▶ **Challenge**
The line containing "of the patch" marks the start; return it and every line after it in the listing below, exactly, through the last.

▶ **Source data**
********

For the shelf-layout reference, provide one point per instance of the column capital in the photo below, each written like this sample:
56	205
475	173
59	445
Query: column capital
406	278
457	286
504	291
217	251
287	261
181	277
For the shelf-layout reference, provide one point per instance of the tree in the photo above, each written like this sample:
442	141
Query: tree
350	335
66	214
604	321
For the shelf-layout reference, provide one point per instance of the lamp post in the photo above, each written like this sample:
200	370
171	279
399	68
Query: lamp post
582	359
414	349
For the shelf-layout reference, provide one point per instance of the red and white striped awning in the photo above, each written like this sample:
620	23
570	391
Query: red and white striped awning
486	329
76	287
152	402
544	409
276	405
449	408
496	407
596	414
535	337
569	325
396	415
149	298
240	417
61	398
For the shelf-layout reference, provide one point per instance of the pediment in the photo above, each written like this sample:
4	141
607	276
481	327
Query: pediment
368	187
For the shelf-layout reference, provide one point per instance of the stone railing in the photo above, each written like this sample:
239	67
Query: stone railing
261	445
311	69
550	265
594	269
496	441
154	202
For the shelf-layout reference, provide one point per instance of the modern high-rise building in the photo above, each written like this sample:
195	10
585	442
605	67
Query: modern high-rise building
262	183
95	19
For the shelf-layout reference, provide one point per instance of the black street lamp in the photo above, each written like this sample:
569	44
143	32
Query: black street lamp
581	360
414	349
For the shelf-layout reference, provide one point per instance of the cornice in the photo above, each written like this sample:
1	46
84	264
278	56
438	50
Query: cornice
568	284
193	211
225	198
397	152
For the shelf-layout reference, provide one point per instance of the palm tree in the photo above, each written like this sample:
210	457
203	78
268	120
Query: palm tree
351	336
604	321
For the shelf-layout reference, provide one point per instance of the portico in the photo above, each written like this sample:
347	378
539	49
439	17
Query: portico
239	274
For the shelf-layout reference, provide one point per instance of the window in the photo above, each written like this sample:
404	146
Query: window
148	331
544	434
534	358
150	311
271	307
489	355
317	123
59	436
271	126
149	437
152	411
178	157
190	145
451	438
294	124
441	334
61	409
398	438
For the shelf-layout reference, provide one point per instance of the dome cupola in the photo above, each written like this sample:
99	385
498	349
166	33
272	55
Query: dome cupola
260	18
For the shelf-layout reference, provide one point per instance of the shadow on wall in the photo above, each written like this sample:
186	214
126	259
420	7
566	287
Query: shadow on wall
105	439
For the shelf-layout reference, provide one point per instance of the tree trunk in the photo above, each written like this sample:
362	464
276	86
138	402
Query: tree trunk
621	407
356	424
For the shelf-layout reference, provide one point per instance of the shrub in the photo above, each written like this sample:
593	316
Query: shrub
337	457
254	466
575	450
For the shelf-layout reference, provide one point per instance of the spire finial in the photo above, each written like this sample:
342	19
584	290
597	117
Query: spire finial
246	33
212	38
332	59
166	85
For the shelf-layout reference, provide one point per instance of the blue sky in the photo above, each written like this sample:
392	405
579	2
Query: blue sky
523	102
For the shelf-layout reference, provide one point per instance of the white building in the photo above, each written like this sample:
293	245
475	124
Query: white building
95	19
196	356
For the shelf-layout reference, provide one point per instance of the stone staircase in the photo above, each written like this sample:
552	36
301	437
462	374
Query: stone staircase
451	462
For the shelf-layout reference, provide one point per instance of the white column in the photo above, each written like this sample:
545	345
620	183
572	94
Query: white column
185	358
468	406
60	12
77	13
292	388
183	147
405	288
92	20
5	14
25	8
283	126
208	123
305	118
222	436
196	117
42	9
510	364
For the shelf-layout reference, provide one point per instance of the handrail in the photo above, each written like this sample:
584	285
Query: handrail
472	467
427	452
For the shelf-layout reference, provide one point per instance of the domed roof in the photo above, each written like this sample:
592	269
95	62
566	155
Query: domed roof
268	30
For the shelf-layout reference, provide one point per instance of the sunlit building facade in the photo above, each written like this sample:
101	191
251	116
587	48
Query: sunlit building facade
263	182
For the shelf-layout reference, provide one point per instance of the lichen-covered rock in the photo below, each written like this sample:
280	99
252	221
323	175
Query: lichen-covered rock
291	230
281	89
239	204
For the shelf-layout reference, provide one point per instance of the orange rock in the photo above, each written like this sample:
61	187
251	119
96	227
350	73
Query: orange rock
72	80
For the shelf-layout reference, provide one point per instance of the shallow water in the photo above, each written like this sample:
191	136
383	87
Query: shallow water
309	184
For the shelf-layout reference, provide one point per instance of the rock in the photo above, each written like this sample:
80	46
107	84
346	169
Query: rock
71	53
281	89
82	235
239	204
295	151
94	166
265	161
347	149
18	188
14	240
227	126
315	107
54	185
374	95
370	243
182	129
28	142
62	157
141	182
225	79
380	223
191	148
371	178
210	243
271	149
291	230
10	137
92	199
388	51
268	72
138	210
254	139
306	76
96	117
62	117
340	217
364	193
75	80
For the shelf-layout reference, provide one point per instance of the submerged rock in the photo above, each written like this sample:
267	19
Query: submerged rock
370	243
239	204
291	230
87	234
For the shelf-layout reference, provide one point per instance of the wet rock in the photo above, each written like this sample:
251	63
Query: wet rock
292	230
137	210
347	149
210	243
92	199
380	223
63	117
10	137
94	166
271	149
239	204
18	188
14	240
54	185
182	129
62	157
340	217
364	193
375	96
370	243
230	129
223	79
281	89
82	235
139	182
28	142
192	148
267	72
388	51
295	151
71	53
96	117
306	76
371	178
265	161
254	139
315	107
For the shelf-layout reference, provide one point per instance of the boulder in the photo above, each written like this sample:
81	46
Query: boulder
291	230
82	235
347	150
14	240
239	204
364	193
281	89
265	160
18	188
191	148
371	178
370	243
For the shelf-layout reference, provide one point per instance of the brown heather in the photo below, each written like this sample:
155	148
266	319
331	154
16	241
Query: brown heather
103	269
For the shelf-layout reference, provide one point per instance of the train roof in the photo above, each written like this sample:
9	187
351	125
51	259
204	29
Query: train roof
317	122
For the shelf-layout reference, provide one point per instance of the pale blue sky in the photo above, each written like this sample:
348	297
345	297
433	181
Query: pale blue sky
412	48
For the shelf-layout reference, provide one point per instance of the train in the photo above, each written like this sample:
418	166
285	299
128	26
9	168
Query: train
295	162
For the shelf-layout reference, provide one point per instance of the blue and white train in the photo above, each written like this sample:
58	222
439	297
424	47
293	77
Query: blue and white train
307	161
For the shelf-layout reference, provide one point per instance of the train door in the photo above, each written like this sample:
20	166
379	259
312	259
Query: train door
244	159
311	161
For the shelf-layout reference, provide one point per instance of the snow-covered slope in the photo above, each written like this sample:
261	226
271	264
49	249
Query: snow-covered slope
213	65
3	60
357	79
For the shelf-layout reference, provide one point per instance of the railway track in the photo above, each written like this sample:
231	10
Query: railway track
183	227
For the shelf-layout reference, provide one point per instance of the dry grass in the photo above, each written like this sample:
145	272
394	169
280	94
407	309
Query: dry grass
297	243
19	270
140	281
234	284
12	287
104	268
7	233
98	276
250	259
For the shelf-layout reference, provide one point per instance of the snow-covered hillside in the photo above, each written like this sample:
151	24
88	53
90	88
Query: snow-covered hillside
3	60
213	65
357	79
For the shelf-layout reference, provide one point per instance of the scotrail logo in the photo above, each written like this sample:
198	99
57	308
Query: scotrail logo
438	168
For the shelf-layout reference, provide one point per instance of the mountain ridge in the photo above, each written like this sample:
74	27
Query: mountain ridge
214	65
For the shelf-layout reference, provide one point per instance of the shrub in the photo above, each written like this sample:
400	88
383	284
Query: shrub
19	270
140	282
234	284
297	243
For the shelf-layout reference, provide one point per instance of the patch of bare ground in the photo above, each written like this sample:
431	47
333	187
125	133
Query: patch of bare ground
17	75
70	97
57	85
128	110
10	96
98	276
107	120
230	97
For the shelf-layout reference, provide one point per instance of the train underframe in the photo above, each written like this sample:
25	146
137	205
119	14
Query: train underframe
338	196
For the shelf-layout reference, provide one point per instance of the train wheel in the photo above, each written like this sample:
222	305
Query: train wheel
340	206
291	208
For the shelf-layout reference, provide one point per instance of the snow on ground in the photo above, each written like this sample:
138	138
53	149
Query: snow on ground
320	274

********

▶ **Response for this exercise**
For the shelf-layout reference, provide one point per instance of the patch of bare ground in the photo above, each written like this sample:
431	47
333	187
125	133
Query: patch of bare ground
17	75
70	97
57	85
128	110
10	96
98	276
107	120
230	97
For the shelf-layout reference, provide one point per instance of the train underframe in the photo above, each written like this sample:
25	146
137	205
119	14
Query: train underframe
338	196
For the shelf-layout reference, provide one point per instance of the train wheel in the photo above, each written like this sample:
222	305
Query: train wheel
340	206
291	208
For the shelf-layout reference, provide one point per instance of the snow on ground in the photo above, each written like this sample:
138	138
53	149
Query: snow on ground
320	274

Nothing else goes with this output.